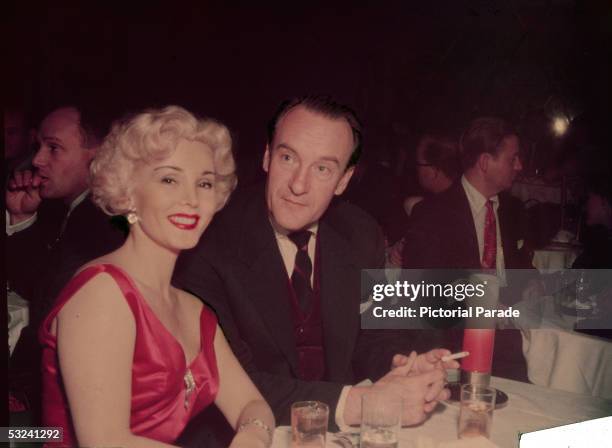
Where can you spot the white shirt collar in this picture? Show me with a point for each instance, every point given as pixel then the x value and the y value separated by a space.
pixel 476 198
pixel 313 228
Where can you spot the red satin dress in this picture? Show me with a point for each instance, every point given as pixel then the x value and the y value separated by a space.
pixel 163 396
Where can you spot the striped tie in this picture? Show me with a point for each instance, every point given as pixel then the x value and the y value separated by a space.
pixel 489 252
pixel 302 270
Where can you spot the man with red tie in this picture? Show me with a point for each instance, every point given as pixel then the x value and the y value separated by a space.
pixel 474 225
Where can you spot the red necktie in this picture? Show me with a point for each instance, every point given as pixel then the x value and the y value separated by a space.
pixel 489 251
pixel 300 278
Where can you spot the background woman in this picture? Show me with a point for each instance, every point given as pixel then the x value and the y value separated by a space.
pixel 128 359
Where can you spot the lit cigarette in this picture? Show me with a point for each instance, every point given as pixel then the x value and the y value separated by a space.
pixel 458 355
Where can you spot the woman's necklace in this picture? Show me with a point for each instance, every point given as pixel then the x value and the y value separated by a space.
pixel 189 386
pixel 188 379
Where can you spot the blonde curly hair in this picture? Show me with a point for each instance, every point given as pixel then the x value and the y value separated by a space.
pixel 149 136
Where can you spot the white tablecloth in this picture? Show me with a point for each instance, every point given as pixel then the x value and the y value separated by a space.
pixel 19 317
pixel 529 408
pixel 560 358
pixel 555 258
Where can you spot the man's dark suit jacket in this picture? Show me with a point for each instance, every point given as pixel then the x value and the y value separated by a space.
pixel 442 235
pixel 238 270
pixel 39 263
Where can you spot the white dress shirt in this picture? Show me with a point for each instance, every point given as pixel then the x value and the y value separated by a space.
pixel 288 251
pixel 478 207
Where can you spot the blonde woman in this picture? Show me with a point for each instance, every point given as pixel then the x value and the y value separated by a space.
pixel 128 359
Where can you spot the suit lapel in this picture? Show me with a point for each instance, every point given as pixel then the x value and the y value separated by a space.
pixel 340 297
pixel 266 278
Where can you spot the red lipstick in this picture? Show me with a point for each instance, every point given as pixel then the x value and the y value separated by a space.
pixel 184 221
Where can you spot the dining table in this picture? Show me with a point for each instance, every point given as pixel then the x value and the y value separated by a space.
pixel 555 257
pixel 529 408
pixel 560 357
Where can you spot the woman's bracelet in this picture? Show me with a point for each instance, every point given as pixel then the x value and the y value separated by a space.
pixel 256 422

==

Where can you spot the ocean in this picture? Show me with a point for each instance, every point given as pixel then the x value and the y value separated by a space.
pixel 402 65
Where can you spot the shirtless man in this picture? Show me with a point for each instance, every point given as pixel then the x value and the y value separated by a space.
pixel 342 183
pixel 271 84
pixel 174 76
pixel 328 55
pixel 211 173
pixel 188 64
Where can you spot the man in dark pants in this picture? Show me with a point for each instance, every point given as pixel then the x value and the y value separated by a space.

** Exercise aim **
Would you retype exactly the lines above, from the line with "Where can you spot the ocean" to the line with "Where can you spot the man in", with both end lines kept and nothing more?

** Task answer **
Where can you spot the ocean in this picture? Show me with a point for each instance, every point given as pixel then the x value and the y value separated by a space.
pixel 402 65
Where can you spot the shirtless man in this picture? Show me with a point for each instance, every point given as pixel then the x value and the y value separated by a space.
pixel 342 183
pixel 271 84
pixel 174 76
pixel 328 55
pixel 211 173
pixel 188 64
Where can you spot the man in dark pants in this picture? Show me with a point for each instance, every point given as pixel then the x value and the y value separated by a space.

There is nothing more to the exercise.